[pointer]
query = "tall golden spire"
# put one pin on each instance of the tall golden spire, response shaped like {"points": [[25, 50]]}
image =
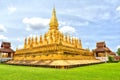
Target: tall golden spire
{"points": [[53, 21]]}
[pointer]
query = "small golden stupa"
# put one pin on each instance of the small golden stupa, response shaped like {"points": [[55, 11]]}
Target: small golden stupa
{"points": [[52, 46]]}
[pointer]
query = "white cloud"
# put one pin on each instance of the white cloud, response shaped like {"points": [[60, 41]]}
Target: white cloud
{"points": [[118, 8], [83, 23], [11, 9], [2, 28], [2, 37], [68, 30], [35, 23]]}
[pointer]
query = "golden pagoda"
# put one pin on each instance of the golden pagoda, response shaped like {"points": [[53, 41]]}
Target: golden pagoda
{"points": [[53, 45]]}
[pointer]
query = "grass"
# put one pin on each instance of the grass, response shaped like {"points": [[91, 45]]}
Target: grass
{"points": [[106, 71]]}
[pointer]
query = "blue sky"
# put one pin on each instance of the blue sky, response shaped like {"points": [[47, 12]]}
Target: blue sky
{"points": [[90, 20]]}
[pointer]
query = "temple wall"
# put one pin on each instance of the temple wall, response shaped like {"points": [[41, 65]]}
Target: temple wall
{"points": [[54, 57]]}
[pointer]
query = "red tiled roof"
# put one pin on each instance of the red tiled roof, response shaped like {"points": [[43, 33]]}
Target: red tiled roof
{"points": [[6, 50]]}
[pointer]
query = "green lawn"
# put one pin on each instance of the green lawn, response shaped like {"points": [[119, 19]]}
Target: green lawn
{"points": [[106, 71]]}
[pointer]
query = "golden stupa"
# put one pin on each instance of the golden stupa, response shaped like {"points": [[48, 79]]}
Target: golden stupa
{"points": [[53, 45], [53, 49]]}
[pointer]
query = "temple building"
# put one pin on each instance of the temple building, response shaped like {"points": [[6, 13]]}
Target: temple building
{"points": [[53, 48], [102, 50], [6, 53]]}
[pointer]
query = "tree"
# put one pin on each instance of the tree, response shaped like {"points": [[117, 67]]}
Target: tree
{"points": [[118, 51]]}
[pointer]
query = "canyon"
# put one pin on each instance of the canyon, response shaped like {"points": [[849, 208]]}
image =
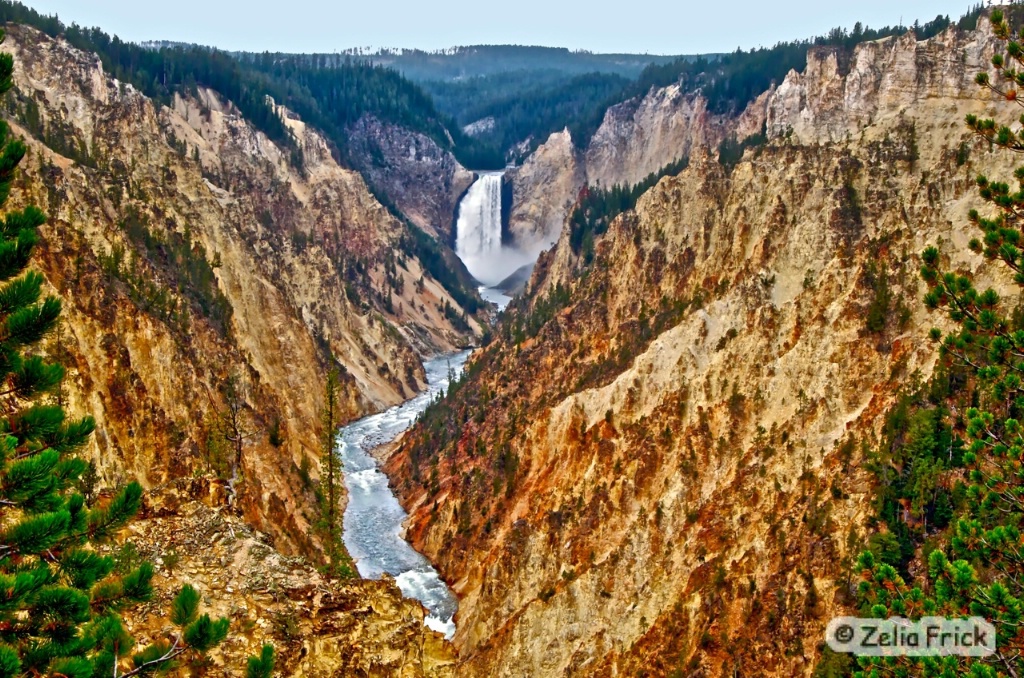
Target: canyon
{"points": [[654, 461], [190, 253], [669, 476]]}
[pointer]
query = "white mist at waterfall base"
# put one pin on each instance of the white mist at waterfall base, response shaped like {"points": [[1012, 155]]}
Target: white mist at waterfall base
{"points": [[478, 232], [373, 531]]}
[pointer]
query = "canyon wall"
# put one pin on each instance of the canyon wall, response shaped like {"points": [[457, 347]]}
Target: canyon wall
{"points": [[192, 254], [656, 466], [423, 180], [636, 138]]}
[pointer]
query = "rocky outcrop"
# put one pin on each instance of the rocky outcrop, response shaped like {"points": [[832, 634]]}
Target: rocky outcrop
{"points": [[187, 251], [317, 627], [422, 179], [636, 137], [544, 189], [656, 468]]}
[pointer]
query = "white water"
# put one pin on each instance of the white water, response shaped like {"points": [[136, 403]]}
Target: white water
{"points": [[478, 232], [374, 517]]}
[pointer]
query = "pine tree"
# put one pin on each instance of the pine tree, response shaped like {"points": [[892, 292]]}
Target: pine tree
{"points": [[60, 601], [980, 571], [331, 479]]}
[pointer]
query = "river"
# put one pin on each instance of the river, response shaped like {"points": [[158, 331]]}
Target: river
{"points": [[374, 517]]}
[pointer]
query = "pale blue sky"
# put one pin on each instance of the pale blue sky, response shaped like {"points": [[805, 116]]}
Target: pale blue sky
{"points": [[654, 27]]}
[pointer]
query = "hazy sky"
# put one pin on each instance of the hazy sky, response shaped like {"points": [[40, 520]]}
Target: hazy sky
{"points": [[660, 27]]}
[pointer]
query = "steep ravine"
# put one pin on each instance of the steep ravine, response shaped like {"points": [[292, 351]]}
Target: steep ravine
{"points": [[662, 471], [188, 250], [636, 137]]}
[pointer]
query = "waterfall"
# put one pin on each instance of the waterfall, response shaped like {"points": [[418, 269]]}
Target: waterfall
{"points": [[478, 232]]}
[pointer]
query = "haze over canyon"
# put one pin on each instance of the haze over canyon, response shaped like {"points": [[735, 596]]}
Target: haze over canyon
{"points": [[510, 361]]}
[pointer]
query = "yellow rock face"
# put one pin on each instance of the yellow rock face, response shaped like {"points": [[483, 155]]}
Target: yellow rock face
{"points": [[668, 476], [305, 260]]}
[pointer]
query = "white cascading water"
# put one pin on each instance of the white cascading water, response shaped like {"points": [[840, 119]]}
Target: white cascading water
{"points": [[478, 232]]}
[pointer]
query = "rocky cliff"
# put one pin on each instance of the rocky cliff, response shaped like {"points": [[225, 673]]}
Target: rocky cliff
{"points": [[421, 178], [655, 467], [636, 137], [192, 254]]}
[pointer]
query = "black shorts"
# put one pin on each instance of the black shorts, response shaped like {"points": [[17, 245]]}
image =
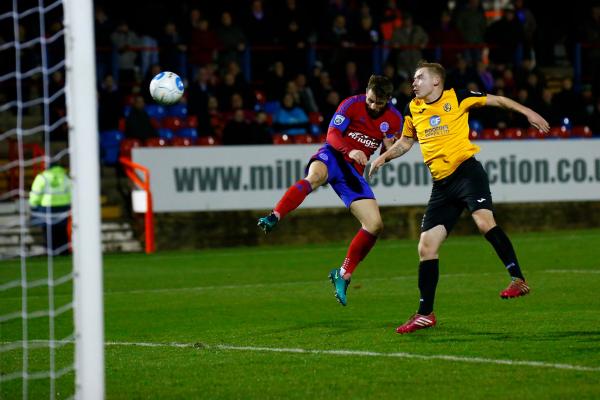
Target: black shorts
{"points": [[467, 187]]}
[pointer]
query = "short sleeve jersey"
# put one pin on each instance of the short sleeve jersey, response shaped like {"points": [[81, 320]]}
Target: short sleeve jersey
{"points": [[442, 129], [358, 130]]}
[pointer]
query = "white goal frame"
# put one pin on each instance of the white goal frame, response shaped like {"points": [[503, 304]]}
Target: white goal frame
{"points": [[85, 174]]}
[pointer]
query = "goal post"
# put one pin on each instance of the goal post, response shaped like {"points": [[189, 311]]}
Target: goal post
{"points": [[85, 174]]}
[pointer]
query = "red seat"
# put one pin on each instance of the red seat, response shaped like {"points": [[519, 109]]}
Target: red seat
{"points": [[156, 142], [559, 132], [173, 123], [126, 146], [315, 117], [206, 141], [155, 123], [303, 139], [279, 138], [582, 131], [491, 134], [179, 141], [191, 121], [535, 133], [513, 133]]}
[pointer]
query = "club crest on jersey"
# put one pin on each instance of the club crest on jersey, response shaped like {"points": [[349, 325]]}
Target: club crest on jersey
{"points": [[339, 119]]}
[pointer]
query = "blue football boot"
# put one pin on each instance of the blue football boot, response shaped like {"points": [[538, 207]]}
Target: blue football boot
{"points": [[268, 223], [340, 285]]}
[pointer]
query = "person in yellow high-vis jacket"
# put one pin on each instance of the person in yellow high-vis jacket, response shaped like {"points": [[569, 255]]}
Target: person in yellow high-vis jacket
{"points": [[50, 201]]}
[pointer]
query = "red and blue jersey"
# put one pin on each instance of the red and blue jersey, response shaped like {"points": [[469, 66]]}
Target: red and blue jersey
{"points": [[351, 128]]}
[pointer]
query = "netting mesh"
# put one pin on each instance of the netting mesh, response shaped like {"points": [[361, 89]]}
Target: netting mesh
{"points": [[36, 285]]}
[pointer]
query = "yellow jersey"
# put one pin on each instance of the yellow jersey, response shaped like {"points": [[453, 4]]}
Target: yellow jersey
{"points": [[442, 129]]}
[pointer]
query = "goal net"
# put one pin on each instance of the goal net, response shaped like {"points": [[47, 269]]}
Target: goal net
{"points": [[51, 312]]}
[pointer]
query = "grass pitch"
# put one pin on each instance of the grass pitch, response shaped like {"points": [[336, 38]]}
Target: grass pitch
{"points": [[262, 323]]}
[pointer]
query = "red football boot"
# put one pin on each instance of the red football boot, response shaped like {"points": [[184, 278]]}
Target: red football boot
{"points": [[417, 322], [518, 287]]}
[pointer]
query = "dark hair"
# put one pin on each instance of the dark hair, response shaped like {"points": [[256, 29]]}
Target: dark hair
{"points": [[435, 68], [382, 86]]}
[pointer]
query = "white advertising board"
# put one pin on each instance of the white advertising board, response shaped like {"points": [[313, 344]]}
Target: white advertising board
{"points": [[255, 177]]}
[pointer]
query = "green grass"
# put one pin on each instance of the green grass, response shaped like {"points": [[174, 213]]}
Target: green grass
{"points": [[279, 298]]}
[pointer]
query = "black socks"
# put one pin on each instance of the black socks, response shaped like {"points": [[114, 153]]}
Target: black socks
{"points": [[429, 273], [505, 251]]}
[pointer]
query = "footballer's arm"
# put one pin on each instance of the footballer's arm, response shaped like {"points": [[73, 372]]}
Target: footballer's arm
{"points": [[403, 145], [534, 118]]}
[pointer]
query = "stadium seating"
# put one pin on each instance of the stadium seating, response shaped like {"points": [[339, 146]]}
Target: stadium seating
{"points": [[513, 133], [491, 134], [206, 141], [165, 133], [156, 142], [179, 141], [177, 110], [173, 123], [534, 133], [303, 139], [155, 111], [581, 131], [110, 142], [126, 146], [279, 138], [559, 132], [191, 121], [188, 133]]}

_ _ _ _

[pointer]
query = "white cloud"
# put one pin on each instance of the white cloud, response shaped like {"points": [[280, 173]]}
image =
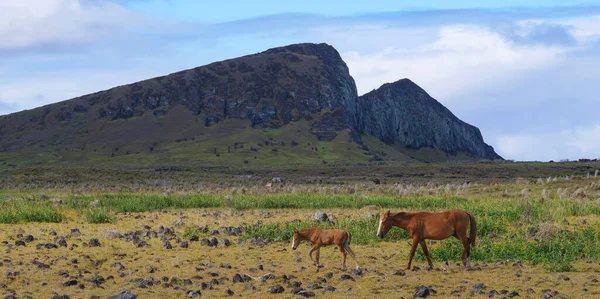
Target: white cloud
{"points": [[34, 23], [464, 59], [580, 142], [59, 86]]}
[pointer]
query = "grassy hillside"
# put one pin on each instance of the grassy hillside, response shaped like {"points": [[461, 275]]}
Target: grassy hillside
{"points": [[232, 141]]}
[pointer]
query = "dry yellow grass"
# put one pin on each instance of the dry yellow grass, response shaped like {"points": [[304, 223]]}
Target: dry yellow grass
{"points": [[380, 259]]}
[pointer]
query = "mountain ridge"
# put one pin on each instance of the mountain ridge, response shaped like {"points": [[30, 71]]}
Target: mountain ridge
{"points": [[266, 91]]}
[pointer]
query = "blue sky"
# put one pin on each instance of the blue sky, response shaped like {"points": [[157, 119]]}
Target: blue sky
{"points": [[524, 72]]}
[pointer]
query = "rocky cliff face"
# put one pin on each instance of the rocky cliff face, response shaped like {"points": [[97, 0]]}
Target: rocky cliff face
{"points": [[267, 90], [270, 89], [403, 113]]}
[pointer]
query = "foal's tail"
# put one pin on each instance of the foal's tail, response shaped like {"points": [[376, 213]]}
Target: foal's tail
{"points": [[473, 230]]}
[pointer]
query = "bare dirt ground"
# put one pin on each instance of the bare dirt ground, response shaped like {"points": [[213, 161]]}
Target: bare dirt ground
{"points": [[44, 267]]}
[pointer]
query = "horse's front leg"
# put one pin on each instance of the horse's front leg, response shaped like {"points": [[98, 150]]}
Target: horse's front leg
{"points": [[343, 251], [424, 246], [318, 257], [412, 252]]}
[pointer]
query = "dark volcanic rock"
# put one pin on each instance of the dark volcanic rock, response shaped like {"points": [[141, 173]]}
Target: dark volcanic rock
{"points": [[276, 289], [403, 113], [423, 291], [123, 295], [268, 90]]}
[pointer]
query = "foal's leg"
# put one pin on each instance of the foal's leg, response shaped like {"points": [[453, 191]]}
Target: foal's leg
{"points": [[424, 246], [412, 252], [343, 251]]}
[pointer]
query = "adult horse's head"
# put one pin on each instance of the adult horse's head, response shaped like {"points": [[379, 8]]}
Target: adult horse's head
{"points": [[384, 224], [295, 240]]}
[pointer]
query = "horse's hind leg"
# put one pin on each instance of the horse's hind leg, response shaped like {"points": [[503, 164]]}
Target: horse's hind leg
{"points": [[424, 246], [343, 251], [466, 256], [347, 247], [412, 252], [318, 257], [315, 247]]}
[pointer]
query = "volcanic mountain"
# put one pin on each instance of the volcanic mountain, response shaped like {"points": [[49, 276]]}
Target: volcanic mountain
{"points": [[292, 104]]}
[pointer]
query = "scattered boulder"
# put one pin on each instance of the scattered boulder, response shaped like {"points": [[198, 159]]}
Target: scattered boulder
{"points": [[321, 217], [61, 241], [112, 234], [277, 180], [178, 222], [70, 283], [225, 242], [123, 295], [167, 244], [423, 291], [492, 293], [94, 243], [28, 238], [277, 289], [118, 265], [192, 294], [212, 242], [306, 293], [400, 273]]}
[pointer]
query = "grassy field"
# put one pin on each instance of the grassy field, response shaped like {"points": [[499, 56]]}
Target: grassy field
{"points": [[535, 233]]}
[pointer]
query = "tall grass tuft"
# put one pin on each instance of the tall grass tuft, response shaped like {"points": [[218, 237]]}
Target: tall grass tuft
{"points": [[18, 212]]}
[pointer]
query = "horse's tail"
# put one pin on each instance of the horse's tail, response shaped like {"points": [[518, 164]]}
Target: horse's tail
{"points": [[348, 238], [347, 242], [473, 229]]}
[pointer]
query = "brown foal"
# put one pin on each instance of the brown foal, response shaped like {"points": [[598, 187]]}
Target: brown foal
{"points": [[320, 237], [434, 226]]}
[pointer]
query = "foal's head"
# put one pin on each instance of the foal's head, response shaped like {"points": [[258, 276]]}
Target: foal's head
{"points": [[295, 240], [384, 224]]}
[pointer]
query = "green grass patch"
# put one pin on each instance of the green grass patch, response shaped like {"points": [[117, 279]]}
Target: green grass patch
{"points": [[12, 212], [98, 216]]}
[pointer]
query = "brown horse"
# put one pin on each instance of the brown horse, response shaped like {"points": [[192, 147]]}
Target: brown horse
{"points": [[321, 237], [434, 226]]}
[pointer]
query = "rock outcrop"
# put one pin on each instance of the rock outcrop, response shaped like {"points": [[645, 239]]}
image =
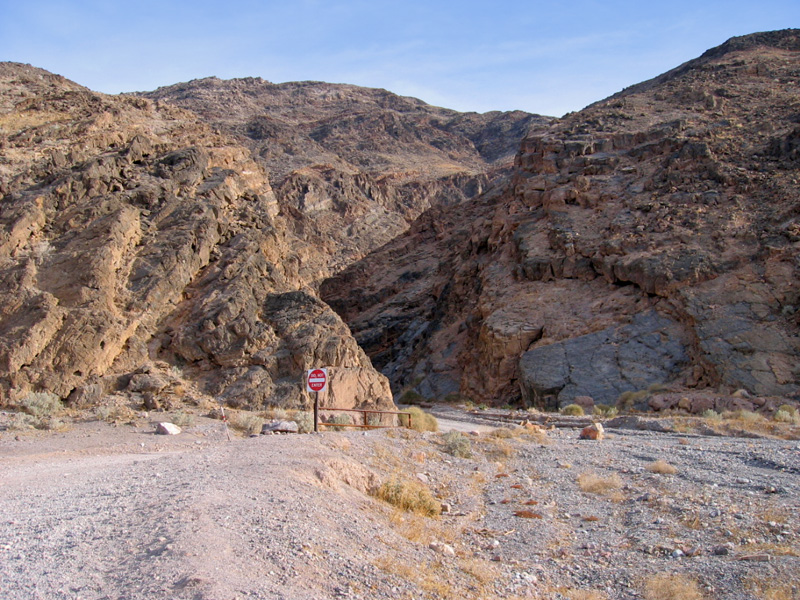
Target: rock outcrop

_ _ _ _

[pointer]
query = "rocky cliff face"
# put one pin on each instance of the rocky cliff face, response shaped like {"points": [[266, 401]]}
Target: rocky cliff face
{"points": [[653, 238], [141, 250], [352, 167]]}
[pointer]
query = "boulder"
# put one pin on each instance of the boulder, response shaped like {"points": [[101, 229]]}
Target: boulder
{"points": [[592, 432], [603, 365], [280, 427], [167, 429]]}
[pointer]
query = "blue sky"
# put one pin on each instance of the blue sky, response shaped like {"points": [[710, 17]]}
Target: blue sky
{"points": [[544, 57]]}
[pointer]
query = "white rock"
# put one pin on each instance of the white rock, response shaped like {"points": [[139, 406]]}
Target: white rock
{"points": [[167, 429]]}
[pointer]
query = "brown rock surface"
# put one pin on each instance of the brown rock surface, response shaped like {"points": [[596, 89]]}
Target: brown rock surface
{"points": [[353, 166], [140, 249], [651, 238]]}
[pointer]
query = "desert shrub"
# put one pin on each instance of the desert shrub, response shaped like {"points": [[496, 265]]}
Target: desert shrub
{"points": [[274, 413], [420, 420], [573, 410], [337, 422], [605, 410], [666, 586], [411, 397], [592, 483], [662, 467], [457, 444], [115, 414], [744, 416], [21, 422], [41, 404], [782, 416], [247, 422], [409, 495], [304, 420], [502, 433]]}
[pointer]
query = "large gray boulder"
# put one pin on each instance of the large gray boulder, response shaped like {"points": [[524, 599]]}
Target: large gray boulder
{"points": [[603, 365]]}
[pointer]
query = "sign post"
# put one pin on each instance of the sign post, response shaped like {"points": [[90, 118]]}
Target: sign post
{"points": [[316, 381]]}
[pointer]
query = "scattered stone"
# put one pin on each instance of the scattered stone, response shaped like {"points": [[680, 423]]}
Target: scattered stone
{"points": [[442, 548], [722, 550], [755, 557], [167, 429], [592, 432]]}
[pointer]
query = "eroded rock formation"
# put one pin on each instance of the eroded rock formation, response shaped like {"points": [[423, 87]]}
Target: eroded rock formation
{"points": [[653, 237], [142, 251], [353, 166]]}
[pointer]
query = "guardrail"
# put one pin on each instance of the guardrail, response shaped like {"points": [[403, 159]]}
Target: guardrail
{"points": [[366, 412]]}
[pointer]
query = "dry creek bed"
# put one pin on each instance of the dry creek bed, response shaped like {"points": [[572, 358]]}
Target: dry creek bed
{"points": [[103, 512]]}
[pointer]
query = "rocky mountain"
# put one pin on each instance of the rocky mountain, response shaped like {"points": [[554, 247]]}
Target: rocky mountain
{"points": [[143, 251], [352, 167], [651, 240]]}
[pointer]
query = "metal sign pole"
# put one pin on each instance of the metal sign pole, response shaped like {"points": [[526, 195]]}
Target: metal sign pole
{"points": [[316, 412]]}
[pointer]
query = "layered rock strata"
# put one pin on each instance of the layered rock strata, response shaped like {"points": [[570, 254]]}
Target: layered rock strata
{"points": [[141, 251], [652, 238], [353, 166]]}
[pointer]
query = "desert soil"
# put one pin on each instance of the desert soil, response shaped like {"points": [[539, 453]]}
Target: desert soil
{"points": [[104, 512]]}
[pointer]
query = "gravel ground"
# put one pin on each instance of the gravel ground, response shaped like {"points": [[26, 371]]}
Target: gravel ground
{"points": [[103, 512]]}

_ _ _ _

▸ Instruction: Count the lines of the material above that contain the string "mesh" and reply with that number alone.

▸ Finished task: 3